• _To be done_
Could you reproduce all of the data below word for word, leaving out the pictures?

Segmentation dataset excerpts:
[start]

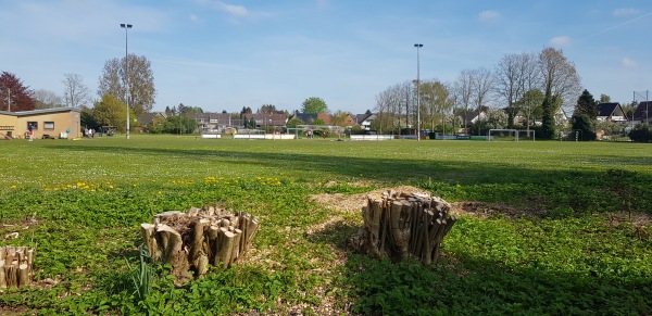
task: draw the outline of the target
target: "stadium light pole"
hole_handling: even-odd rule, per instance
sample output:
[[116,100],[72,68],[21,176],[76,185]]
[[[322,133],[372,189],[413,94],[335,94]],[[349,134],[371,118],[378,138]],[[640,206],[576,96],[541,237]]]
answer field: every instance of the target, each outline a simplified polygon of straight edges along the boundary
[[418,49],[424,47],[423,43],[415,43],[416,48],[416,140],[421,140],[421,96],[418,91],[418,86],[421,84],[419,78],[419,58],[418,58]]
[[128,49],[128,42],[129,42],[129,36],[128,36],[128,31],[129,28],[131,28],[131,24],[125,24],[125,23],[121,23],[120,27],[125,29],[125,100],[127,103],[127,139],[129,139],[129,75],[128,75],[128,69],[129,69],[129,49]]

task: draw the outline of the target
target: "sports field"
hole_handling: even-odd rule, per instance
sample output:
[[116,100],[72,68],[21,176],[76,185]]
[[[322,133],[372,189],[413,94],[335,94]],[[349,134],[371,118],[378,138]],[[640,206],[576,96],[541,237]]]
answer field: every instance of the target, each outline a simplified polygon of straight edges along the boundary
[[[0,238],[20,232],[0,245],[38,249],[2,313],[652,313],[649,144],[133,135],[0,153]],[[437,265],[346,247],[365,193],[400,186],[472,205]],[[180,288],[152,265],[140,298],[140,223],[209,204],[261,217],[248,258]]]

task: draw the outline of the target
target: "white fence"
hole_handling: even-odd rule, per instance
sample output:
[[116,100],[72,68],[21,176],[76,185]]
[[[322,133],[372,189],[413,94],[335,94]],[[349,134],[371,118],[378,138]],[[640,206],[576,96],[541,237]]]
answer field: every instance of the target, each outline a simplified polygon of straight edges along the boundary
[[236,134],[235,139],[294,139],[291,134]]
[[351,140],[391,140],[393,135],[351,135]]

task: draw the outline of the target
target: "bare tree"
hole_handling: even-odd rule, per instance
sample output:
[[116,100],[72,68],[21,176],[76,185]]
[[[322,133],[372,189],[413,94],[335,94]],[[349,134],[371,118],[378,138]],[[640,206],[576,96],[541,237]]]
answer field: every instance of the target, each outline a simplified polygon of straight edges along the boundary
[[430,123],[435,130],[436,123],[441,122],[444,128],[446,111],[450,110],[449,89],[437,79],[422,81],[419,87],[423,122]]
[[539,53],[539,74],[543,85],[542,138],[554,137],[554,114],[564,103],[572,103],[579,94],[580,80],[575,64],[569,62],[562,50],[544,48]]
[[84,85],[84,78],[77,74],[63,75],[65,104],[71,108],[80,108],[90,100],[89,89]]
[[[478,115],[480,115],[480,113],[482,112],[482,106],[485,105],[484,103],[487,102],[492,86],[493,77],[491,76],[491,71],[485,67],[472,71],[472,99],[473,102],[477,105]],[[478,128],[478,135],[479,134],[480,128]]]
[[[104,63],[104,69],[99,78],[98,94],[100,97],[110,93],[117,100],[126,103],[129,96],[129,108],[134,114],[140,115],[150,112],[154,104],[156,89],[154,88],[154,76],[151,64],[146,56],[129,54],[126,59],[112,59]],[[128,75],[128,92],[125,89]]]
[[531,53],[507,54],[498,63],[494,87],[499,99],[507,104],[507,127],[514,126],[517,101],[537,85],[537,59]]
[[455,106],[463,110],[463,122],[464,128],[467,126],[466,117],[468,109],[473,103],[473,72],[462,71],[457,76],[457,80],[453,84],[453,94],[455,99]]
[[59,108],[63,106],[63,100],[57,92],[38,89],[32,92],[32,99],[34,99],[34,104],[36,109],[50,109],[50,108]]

[end]

• _Final result_
task: draw the outline of the target
target: "stadium light pole"
hole_handling: even-odd rule, per instance
sample output:
[[116,100],[72,68],[21,176],[76,185]]
[[[322,133],[372,189],[413,94],[335,94]],[[349,134],[371,118],[378,138]],[[640,206],[576,96],[541,237]]]
answer field: every instance of the target, each outline a simplified polygon of straight edges along the boundary
[[418,49],[424,47],[423,43],[415,43],[416,48],[416,140],[421,140],[421,96],[418,91],[418,86],[421,84],[419,78],[419,58],[418,58]]
[[128,49],[128,42],[129,42],[129,36],[128,36],[128,31],[129,28],[131,28],[131,24],[125,24],[125,23],[121,23],[120,27],[125,29],[125,100],[127,103],[127,139],[129,139],[129,75],[128,75],[128,69],[129,69],[129,49]]

task: draw the outline of the target
target: "sports field"
hole_handling: even-odd rule, per instance
sample output:
[[116,100],[72,68],[21,176],[76,185]]
[[[322,133],[372,189],[413,94],[335,94]],[[349,134],[371,118],[378,138]],[[640,206],[576,96],[541,237]]]
answer field: every instance of the target, each outline a simplified polygon of straight edges along the boundary
[[[0,238],[20,232],[0,245],[38,249],[2,313],[652,313],[649,144],[133,135],[0,153]],[[437,265],[346,247],[365,193],[400,186],[472,205]],[[180,288],[152,265],[140,298],[140,223],[209,204],[261,217],[248,258]]]

task: draw the outline of the target
target: "white fence"
hole_handling: even-odd rule, per instance
sample output:
[[116,100],[72,68],[21,176],[76,185]]
[[[322,133],[372,189],[413,94],[335,94]],[[349,134],[371,118],[378,138]],[[640,206],[576,96],[541,237]]]
answer field: every instance of the target, each outline a simplified polygon of straight edges along the boundary
[[236,134],[235,139],[294,139],[291,134]]
[[351,140],[391,140],[393,135],[351,135]]

task: draw the outline of the target
target: "bare tree"
hole_handling: even-odd rule, per instance
sample output:
[[116,100],[72,68],[21,176],[76,185]]
[[[322,133],[372,189],[413,94],[335,94]],[[349,134],[371,118],[378,138]],[[640,206],[576,96],[541,237]]]
answer field: every instance of the target, each outline a simplified polygon of straight edges along the boundary
[[430,123],[435,130],[436,123],[441,122],[444,128],[446,111],[450,110],[449,89],[437,79],[422,81],[419,87],[423,122]]
[[539,53],[539,74],[543,85],[542,138],[554,137],[554,114],[564,103],[572,103],[579,94],[580,80],[575,64],[569,62],[562,50],[544,48]]
[[84,85],[84,78],[77,74],[63,75],[65,104],[71,108],[80,108],[90,100],[89,89]]
[[[478,115],[480,115],[480,113],[482,112],[482,106],[485,105],[484,103],[487,102],[492,86],[493,77],[491,76],[491,71],[485,67],[472,71],[472,99],[473,102],[477,105]],[[478,128],[478,135],[479,134],[480,128]]]
[[[104,63],[104,69],[99,78],[98,94],[100,97],[110,93],[117,100],[126,103],[129,96],[129,108],[134,114],[140,115],[150,112],[154,104],[156,89],[154,88],[154,76],[151,64],[146,56],[129,54],[126,59],[112,59]],[[128,75],[128,92],[125,89]]]
[[531,53],[507,54],[498,63],[494,87],[499,99],[507,104],[507,127],[514,126],[517,101],[537,85],[537,59]]
[[455,106],[463,110],[463,122],[464,128],[467,126],[466,117],[468,109],[473,103],[473,72],[462,71],[457,76],[457,80],[453,84],[453,94],[455,99]]
[[59,108],[63,106],[63,100],[57,92],[38,89],[32,92],[32,99],[34,99],[34,104],[36,109],[50,109],[50,108]]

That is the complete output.